### Фрагмент текста ###

Речь идет об исключительно андалузском жанре, который существовал у нас
в зародыше еще до появления цыган в нашей провинции.
Великий композитор указал на следующие совпадения между основными
элементами нашего канте хондо и некоторыми чертами, характерными до сих пор
для песен Индии: "Энгармонизм - как средство модуляции; использование столь
ограниченного мелодического пространства, что оно редко выходит за рамки
сексты; настойчивое, почти навязчивое использование одной и той же ноты;
последняя черта свойственна некоторым формулам заклинаний и даже тем
речитативам, которые можно было бы назвать доисторическими (и многих это
заставило предположить, что песня предшествовала языку)".
Именно поэтому канте хондо, и особенно сигирийя, производит на нас
впечатление пропетой прозы: разрушается всякое ощущение ритмического
размера, хотя на самом деле тексты песен составлены из терцетов и катренов с
ассонансной рифмой.
"Хотя цыганские мелодии богаты орнаментальными пассажами, последние
используются в канте хондо так же, как и в песнях Индии, - только в
определенные моменты, когда необходимо выразить восторг или порыв, вызванные
эмоциональной силой текста. Их следует рассматривать скорей как широкую
вокальную модуляцию, нежели как собственно орнаментальные пассажи, хотя так
и может показаться, если их изобразить в математических интервалах
темперированной гаммы".
Можно решительно утверждать, что в канте хондо, так же как и в песнях,
рожденных в сердце Азии, музыкальная гамма непосредственно вытекает из
гаммы, которую можно было бы назвать речевой. Многие авторы даже считают,
что между речью и песней когда-то не было различия. Касаясь лучших образцов
энгармонического жанра, Луис Лукас в своей книге "Новая акустика",
напечатанной в Париже в 1840 году, писал, что "этот жанр появился первым и
был подражанием пению птиц, крикам животных и бесчисленным звукам
материального мира".
Гуго Риман в книге "Музыкальная эстетика" утверждает, что пение птиц
близко к настоящей музыке и не следует полностью разграничивать песни
человека и пение птиц, поскольку и то и другое пение выражает чувство.

###

**Задачи для решения**
a) Объясните в одном-трех предложениях, почему, по мнению Гуго Римана из отрывка о канте хондо, песни человека и пение птиц не стоит полностью разграничивать.
b) Найдите в записях все строки со словом «plank» и перепишите их. Регистр букв учитывается.

### Записи данных ###

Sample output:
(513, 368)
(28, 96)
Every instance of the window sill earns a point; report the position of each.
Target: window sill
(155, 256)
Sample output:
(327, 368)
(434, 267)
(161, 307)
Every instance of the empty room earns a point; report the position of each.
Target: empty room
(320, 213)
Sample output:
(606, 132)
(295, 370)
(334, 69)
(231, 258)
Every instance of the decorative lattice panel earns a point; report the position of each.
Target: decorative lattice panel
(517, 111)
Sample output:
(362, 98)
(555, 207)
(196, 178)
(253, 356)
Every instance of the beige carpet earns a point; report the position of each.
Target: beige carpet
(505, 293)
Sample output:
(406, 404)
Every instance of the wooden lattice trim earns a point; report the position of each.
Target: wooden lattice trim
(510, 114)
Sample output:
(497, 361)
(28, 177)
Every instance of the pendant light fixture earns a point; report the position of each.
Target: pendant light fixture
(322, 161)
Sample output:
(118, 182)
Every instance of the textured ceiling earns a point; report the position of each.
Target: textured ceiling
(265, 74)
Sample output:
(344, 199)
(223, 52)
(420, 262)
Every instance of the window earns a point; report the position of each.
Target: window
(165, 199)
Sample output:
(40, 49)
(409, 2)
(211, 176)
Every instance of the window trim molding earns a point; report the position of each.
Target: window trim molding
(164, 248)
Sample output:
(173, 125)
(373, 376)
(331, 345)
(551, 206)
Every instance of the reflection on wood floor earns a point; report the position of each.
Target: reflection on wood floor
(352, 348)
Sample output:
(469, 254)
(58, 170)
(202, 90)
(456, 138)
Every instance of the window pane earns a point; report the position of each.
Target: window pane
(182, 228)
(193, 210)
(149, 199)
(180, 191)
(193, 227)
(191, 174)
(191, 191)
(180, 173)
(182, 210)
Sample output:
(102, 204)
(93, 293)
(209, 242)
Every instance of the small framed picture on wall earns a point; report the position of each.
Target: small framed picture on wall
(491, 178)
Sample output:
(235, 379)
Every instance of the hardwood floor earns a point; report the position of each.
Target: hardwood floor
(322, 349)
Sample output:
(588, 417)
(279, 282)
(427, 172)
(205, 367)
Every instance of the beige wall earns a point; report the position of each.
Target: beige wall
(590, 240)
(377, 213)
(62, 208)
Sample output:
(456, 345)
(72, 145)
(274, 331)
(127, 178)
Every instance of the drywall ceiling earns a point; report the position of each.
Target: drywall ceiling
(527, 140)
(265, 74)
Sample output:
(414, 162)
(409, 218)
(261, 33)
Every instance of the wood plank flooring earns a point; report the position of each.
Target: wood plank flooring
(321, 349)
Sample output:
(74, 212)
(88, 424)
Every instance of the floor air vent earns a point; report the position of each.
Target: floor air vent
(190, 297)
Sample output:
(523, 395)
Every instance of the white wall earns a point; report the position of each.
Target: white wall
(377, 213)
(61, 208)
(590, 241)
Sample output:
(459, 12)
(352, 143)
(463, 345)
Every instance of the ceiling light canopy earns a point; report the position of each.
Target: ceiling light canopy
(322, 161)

###

**Список ответов**
a) По мнению Римана, и песня человека, и пение птиц выражают чувство. Поэтому пение птиц близко к настоящей музыке, и полностью разделять их не следует.

b)
Every instance of the wood plank flooring earns a point; report the position of each.
Target: wood plank flooring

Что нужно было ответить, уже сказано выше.